[Tareas]
- a) Imprime sin cambios el fragmento del texto sobre la otra mirada que va desde "Digo que estas" hasta "una nueva generación?", ambos incluidos.
- b) Sigue escribiendo el texto sobre la otra mirada a partir de su última frase.

3. Un nuevo tiempo está ligado al éxito de esta otra mirada. ¿Es eso posible? El análisis de este número de Exodo resulta instructivo. Se lo dedicamos a un testigo excepcional, Pedro Casaldáliga, y hacemos mención de otro visionario, Martin Luther King. Sus miradas compasivas responden perfectamente a la otra mirada de la que aquí se trata. Sus causas no eran las del progreso sino la de una historia emancipadora cuyo centro de gravedad era precisamente lo excluido por el progreso. El problema de estas figuras señeras es su excepcionalidad. Son pioneros y eso habla de su soledad; eran “avisadores del fuego” y eso dice mucho de la ceguera de sus contemporáneos. El pionero va solo, contra su tiempo; el “avisador del fuego”, una figura muy benjaminiana,  por delante de su tiempo. El mundo está en llamas pero nadie lo advierte, salvo esas  pocas figuras que saben ver en signos anunciadores la catástrofe que amenaza.

            Digo que estas figuras son problemáticas no en el sentido de que a ellos les falte algo sino porque revelan la debilidad de su mirada al estar solos sea porque los demás no les siguen sea porque los otros no ven lo que ellos divisan. De ahí la pregunta por la universalización de su mirada: ¿hay manera de generalizarla? ¿puede conformar su testimonio el talante de una nueva generación?

            Hay un deber moral de seguirles, desde luego. Es difícil responder hoy a la pregunta de cómo ser bueno sin referirse a ese tipo de miradas. Pero, también hay que reconocerlo, la moral no rompe muros o lo hace muy lentamente. Otra cosa es que de esa generalización dependa la supervivencia de la especie. Que el cambio de mirada sea no sólo una exigencia moral sino una condición existencial para seguir vivos porque hemos llegado a un punto de complejidad histórica que sólo así, cambiando, sobreviviremos. Mientras escribo estas líneas llega la noticia del fallecimiento de Stephen Hawking, el hombre de ciencia que proponía a la humanidad alquilar una plaza en Marte porque el hombre había dejado inservible el planeta Tierra. Antes de hacerle caso, cabe preguntarse si todas las cartas estén repartidas y si ya no hay nada que hacer. Pienso que nos queda una por jugar. Se llama deber de memoria. Hablemos pues de la memoria.

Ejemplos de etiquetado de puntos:
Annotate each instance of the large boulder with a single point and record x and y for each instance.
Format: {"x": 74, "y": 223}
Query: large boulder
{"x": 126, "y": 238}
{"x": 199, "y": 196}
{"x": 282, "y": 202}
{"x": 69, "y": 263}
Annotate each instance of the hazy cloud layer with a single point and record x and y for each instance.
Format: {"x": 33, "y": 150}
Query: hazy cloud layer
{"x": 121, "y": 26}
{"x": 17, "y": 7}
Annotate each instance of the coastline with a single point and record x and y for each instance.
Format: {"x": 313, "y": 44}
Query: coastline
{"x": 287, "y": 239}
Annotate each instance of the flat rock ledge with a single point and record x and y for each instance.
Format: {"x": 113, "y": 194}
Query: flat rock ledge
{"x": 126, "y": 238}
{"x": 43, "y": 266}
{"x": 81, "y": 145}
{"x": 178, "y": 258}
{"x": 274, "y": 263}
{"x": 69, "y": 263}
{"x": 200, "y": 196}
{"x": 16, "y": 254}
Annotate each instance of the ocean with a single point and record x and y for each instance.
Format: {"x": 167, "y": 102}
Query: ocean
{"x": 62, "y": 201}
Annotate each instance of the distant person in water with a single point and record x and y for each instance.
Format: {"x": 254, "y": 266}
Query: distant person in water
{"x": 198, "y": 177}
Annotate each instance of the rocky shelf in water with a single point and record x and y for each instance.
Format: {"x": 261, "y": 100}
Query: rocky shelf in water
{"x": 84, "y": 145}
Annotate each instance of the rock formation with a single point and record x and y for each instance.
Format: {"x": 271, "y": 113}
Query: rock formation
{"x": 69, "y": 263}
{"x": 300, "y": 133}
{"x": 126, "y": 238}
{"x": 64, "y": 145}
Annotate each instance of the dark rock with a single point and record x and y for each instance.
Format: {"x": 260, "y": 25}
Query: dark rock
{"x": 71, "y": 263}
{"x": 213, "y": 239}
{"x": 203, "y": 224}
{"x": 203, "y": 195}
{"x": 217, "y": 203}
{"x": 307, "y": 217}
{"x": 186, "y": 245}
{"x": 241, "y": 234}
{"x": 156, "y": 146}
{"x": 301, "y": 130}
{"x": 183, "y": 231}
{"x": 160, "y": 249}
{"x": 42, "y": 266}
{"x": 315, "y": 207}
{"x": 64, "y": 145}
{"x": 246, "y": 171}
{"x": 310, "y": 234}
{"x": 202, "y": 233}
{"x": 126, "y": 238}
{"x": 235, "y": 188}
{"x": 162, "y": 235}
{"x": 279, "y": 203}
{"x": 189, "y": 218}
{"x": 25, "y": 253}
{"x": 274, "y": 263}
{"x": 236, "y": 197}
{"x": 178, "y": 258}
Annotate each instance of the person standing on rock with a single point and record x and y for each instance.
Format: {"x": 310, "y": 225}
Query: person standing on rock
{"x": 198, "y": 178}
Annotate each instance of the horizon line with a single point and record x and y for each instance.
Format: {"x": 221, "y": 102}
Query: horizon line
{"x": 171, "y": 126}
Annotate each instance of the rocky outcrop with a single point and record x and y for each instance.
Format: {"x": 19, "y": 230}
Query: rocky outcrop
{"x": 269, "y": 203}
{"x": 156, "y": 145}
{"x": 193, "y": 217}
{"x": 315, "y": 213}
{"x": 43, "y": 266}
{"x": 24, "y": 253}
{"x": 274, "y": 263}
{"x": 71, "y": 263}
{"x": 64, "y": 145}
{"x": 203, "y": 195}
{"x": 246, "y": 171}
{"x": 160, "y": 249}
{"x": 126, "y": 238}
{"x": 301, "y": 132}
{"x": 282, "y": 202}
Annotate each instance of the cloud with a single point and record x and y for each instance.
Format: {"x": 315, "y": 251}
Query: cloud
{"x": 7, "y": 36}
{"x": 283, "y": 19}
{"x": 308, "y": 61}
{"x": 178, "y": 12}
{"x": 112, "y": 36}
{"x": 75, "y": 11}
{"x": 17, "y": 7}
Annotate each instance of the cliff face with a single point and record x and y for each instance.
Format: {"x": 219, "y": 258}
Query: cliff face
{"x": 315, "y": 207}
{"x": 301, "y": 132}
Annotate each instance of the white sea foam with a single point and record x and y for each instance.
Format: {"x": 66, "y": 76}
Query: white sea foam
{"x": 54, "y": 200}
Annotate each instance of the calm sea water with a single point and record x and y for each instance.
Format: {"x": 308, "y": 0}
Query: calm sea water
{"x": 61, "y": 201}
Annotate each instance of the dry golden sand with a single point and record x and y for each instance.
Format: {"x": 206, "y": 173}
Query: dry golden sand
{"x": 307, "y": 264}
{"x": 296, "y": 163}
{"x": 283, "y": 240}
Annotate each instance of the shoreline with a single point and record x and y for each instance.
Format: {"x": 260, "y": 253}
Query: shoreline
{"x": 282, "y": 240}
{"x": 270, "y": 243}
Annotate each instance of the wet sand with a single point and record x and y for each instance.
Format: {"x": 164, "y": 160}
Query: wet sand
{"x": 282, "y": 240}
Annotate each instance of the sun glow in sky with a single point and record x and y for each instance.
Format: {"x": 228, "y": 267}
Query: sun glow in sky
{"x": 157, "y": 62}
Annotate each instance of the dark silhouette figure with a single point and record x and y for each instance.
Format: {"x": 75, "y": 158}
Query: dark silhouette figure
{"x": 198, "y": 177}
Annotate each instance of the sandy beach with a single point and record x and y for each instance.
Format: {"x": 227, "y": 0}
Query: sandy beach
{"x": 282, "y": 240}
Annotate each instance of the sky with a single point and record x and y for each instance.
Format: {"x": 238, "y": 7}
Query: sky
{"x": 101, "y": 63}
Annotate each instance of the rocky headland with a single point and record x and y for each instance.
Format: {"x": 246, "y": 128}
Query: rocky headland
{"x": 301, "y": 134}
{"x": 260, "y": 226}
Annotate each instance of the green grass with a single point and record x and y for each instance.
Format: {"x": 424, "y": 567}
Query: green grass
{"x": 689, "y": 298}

...

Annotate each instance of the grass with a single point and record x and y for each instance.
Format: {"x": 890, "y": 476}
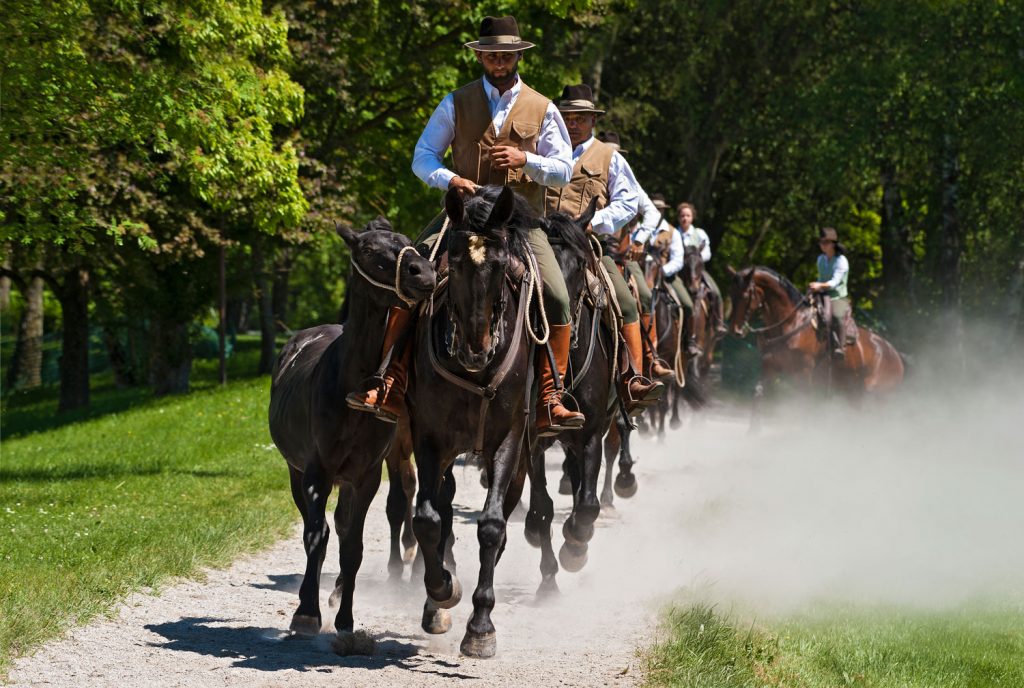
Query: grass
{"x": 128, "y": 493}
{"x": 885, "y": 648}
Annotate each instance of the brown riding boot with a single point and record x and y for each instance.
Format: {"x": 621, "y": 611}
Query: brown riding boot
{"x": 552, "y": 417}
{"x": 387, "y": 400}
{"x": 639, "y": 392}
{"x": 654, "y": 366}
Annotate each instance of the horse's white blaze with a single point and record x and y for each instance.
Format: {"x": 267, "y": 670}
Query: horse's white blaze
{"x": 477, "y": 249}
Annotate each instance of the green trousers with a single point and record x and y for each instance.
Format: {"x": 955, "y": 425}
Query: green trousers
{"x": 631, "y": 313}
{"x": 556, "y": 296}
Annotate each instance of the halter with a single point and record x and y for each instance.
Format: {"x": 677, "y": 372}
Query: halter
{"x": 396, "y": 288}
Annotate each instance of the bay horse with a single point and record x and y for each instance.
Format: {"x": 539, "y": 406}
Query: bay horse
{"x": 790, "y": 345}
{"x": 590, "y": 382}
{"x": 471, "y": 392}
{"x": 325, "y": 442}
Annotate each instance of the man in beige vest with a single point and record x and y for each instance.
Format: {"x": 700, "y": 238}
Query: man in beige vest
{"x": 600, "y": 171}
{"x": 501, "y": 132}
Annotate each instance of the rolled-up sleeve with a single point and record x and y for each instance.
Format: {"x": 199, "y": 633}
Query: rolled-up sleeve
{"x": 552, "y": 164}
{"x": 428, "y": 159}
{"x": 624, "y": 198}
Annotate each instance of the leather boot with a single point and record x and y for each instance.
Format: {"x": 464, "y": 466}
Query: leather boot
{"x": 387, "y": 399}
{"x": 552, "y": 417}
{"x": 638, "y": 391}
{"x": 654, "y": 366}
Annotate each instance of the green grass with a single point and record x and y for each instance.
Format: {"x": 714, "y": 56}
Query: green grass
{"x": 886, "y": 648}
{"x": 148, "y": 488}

---

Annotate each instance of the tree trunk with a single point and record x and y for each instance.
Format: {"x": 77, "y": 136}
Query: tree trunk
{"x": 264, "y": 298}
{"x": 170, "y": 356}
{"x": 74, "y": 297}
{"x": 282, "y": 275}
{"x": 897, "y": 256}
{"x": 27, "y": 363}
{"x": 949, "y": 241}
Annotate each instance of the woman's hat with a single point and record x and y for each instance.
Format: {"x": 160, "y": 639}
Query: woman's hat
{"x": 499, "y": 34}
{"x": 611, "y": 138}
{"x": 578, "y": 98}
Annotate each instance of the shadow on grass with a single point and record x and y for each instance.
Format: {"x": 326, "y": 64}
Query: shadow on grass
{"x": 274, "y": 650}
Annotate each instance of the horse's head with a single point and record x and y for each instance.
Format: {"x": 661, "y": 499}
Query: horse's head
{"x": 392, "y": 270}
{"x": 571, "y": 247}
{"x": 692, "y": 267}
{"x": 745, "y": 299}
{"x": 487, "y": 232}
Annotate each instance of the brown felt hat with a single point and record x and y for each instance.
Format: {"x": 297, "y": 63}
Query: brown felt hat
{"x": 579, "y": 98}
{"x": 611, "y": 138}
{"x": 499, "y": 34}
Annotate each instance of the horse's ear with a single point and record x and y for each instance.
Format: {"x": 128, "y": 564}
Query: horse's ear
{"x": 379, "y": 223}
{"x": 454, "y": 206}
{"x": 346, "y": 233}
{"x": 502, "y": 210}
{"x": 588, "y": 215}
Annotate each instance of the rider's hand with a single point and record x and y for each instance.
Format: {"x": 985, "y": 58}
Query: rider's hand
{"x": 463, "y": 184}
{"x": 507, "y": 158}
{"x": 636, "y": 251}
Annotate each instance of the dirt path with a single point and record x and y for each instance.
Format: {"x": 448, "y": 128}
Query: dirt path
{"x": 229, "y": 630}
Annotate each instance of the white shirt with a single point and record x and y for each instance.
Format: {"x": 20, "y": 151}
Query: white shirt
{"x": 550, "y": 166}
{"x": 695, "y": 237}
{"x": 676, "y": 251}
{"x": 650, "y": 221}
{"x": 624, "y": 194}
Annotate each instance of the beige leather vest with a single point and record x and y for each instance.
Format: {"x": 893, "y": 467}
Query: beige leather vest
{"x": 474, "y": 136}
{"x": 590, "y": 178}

[Respuestas]
- a)
Digo que estas figuras son problemáticas no en el sentido de que a ellos les falte algo sino porque revelan la debilidad de su mirada al estar solos sea porque los demás no les siguen sea porque los otros no ven lo que ellos divisan. De ahí la pregunta por la universalización de su mirada: ¿hay manera de generalizarla? ¿puede conformar su testimonio el talante de una nueva generación?

- b)
            La memoria es una vieja acompañante de la cultura occidental, aunque ha ido de menos a más. Ubicada en el seno de los llamados “sentidos internos” (lejos pues de la zona noble del ser humano, ocupada por el entendimiento y la voluntad), lo suyo era provocar sentimientos. Memoria y vivencia subjetiva del pasado iban de la mano. La cosa cambia en la Edad Media cuando el pasado se convierte en norma del presente. La memoria adquiera valor normativo. Quien ha captado bien ese aspecto es Umberto Eco en El nombre de la Rosa. Como se recordará, los monjes mueren envenenados porque quieren conocer un libro nuevo de Aristóteles que ha llegado al convento. Alguien, el viejo bibliotecario, no lo puede permitir. Está convencido de que la humanidad ya sabe lo necesario para salvarse. El papel de la cultura es transmitir ese saber. No hay lugar para lo nuevo por eso envenena a los que no respetan el conocimiento acumulado buscándole complementos.

            Con la modernidad la memoria pierde todo protagonismo y pasa al ostracismo. Si tenemos la razón, decía Descartes, para qué la memoria. El hombre ilustrado tiene que guiarse por la razón libre, por eso no hay lugar para autoridades externas sea el pasado, la tradición, la naturaleza o el mismísimo Dios. La modernidad es, como dice Habermas, postradicional.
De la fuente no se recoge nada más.